-- SELECTION --
········

All who aren't Tate Reeves have offered solutions.

 

But in the end, solutions require money -- lots of money. Money our state doesn't have.

 

 

This is what happens when you cut hundreds of millions of dollars in taxes to win favor with voters, who never seem to understand the implications of those tax cuts aside from what they see in their paychecks.

 

Three years ago, Tate Reeves pushed through what he continues to tout as the biggest tax cut in Mississippi history. What he neglects to mention that it was also the biggest corporate tax cut in state history. The truth is that the average Mississippian has seen little benefit and much cost from those tax cuts.

 

Money that could have gone -- no, should have gone -- to maintaining our state road/bridge infrastructure, funding our public schools and universities and addressing our crumbling mental health and foster care program, instead went to fatten the bottom line for a select group of influential corporations.

 

Every candidate who is offering a legitimate plan to address these issues, knows that in one form or another, it's going to take tax dollars to achieve it. There is no Santa Claus for state government, folks.

 

Monday, Secretary of State Delbert Hosemann visited The Dispatch. Hosemann, a Republican, is running for Lt. Governor and will meet Democrat Jay Hughes in the November election.

········

-- SUPPLIED INFORMATION --
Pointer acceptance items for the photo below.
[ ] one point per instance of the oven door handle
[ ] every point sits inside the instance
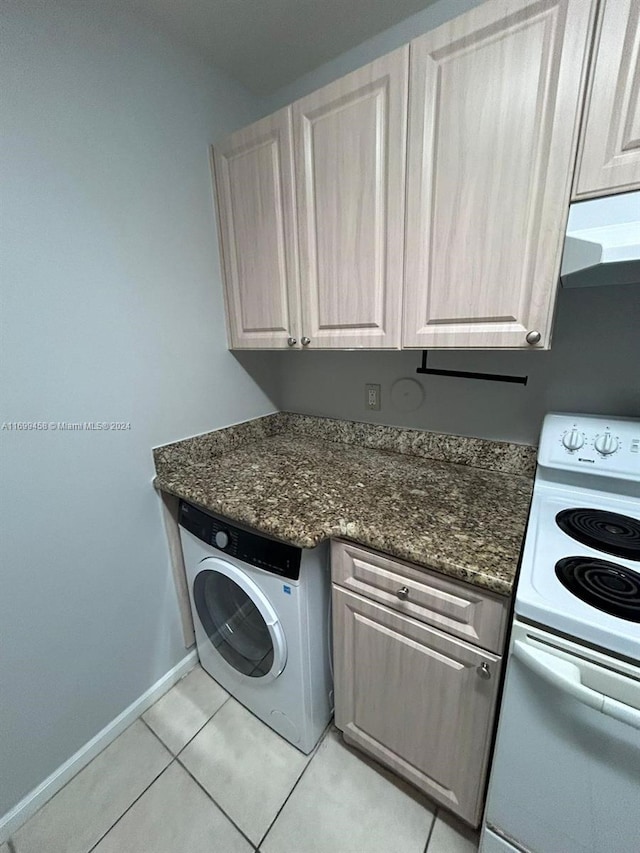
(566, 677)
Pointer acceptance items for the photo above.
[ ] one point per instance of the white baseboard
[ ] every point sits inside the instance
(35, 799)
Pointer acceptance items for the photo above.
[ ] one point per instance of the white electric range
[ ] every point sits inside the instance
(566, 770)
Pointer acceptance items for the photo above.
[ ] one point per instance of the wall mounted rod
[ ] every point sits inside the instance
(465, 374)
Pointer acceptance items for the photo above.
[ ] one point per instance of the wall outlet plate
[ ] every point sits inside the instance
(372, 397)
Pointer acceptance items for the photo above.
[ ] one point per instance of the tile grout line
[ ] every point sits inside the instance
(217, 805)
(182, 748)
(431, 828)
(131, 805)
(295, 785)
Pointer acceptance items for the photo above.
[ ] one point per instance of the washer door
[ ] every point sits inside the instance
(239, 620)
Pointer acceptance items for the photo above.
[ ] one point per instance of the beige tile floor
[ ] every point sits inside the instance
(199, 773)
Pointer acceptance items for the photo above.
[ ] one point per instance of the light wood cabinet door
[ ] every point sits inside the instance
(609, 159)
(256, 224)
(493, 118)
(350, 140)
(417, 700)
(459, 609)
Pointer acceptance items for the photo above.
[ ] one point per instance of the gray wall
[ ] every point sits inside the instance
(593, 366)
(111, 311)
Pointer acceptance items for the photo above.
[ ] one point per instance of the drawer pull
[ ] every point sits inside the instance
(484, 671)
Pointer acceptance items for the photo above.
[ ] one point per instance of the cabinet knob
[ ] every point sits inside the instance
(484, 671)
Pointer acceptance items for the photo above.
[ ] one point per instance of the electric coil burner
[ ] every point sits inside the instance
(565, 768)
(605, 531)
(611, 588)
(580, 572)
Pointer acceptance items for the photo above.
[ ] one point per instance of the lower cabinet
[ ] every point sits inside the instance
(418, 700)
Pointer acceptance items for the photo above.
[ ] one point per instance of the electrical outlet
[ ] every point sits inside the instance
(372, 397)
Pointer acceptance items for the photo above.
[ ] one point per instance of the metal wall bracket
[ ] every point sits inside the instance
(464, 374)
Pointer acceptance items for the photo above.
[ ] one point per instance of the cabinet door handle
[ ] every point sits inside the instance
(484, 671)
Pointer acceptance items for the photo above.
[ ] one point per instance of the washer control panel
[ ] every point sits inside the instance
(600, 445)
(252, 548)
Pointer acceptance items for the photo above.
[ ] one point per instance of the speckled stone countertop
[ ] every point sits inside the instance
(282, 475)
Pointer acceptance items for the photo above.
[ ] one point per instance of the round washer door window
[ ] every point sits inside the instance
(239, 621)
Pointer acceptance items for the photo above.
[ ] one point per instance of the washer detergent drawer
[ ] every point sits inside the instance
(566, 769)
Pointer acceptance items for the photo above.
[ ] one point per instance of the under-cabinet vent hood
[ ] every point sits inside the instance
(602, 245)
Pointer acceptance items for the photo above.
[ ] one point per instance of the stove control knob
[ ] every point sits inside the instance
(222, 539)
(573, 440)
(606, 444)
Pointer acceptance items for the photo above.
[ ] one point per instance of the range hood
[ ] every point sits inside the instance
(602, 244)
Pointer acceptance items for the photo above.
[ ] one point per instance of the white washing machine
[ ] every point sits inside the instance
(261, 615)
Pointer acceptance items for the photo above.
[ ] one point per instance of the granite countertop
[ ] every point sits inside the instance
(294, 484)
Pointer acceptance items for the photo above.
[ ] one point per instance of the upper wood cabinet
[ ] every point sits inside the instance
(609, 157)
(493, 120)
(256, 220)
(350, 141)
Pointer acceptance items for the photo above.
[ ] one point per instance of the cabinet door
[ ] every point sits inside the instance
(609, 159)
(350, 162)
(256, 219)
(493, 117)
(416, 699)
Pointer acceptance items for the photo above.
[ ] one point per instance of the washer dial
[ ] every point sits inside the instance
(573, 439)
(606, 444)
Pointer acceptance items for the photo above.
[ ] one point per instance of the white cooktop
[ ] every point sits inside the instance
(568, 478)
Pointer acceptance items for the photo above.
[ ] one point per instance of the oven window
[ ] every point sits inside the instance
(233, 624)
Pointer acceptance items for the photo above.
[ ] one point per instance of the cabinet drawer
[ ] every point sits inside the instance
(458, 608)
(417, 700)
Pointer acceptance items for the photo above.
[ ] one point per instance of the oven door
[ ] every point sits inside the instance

········

-- EXERCISE DETAILS --
Output the full passage above on Mississippi's tax cuts, word for word with nothing left out.

-- WRITTEN ANSWER --
All who aren't Tate Reeves have offered solutions.

 

But in the end, solutions require money -- lots of money. Money our state doesn't have.

 

 

This is what happens when you cut hundreds of millions of dollars in taxes to win favor with voters, who never seem to understand the implications of those tax cuts aside from what they see in their paychecks.

 

Three years ago, Tate Reeves pushed through what he continues to tout as the biggest tax cut in Mississippi history. What he neglects to mention that it was also the biggest corporate tax cut in state history. The truth is that the average Mississippian has seen little benefit and much cost from those tax cuts.

 

Money that could have gone -- no, should have gone -- to maintaining our state road/bridge infrastructure, funding our public schools and universities and addressing our crumbling mental health and foster care program, instead went to fatten the bottom line for a select group of influential corporations.

 

Every candidate who is offering a legitimate plan to address these issues, knows that in one form or another, it's going to take tax dollars to achieve it. There is no Santa Claus for state government, folks.

 

Monday, Secretary of State Delbert Hosemann visited The Dispatch. Hosemann, a Republican, is running for Lt. Governor and will meet Democrat Jay Hughes in the November election.